== Activity ==
Look below for the lines from the one with "Where can the pale" to the one with "Where can the white foam", and copy exactly those lines, both ends included.

== Study material ==
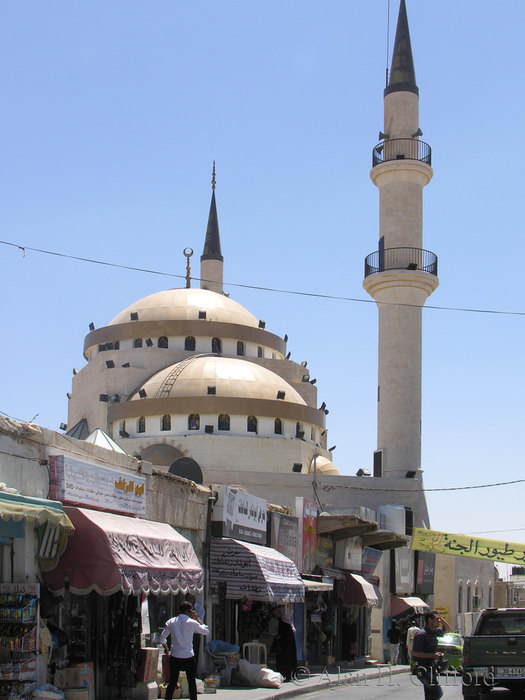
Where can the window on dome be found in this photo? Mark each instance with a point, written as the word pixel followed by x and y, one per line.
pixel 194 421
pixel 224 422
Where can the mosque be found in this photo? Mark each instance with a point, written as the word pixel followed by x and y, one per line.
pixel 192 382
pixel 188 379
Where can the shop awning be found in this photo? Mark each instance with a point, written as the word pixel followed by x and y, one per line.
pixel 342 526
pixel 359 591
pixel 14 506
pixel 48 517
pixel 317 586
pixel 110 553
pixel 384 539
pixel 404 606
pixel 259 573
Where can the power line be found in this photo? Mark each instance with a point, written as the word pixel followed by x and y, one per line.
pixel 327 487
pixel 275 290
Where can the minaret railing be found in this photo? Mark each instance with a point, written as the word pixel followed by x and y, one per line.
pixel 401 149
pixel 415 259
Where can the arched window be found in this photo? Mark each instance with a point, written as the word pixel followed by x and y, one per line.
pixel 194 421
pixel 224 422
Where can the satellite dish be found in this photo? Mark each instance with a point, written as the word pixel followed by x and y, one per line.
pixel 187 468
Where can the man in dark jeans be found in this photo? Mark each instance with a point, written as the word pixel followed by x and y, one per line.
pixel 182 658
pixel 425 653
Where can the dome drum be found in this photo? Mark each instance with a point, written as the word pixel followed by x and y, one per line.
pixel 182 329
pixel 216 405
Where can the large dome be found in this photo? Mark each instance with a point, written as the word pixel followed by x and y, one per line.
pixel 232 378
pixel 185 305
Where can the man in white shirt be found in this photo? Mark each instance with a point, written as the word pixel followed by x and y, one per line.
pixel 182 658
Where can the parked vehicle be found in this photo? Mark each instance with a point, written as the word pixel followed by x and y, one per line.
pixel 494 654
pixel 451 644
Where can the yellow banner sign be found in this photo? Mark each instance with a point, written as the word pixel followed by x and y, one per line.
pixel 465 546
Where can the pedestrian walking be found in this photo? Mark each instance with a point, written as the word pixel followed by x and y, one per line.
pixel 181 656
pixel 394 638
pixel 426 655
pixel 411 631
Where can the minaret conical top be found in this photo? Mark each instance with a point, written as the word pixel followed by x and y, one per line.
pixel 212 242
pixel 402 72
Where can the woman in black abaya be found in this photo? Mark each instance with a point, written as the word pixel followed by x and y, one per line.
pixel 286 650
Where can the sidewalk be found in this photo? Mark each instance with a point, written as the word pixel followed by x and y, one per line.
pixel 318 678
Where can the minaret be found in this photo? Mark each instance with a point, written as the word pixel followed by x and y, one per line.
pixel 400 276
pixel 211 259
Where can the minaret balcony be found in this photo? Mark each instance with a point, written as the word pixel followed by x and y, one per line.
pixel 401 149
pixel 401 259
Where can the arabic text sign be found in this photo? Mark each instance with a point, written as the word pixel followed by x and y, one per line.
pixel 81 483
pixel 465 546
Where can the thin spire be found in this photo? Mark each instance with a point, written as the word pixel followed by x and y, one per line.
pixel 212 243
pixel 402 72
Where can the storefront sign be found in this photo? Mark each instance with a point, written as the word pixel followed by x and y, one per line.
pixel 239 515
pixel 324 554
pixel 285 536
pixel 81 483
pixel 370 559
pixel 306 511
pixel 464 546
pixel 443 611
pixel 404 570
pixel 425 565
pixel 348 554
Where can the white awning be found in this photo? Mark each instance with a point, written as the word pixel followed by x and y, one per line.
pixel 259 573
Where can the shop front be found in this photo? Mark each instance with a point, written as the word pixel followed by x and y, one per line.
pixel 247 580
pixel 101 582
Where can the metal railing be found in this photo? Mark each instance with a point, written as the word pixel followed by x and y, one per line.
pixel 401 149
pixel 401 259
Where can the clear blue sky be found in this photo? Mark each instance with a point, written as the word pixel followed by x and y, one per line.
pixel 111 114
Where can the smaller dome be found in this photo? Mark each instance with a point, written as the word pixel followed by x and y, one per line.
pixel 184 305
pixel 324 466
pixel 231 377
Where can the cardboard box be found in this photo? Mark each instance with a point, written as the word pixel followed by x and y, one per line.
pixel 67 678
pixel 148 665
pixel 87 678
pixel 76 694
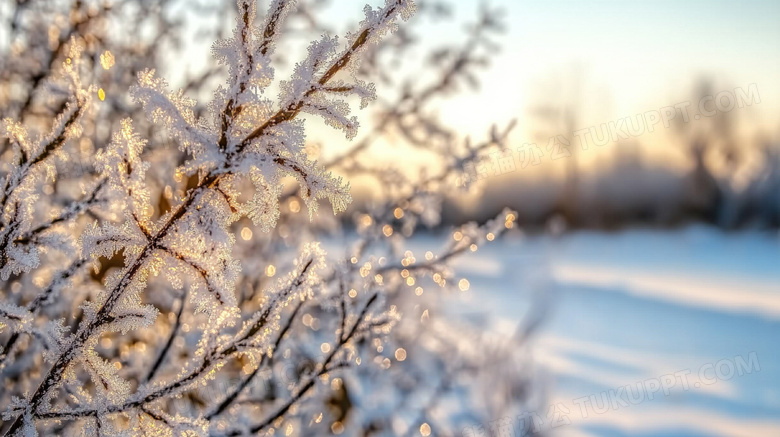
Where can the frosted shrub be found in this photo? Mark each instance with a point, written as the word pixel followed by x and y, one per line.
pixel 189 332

...

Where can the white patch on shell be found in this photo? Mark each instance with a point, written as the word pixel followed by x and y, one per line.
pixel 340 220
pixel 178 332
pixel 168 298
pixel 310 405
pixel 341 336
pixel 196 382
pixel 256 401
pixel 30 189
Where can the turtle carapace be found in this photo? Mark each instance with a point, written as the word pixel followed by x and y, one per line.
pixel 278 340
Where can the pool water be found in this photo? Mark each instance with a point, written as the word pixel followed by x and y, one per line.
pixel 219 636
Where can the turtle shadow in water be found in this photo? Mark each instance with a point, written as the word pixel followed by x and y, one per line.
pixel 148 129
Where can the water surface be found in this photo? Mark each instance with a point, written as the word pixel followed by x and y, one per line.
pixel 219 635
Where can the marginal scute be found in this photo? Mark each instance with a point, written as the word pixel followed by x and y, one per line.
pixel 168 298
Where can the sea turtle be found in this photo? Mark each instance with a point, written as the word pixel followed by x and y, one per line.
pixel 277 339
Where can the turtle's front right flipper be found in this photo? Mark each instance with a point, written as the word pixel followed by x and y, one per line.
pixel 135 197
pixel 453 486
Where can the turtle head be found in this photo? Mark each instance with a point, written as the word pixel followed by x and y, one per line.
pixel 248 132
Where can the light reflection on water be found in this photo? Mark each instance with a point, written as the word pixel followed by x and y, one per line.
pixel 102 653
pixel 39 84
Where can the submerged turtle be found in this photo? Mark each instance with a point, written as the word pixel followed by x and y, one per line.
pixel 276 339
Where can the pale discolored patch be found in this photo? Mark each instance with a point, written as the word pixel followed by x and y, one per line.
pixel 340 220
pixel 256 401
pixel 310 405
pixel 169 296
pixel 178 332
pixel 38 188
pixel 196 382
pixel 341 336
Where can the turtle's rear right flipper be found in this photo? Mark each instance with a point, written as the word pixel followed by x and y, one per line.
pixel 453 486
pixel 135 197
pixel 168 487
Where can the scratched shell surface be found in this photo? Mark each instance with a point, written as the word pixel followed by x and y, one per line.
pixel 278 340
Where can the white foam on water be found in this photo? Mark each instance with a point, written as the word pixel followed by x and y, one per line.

== Answer ==
Where can the pale discolored patch be found in this photo? Mark each instance with a point, written as the word pixel followed by x and y, one per line.
pixel 340 220
pixel 256 401
pixel 310 405
pixel 169 296
pixel 178 332
pixel 38 188
pixel 196 382
pixel 341 336
Where can the turtle's rear right flipper be found in this photo? Mark each instance with a point, written as the word pixel followed by x and y, one per line.
pixel 453 486
pixel 135 197
pixel 168 487
Where can the scratched shell surface be found in this photo? Mark each instance with a point, written as the word pixel followed by x and y, one per line.
pixel 278 340
Where can the white foam on water be found in this photo? Mark each instance with a point, written as the word pixel followed by x and y, one per line.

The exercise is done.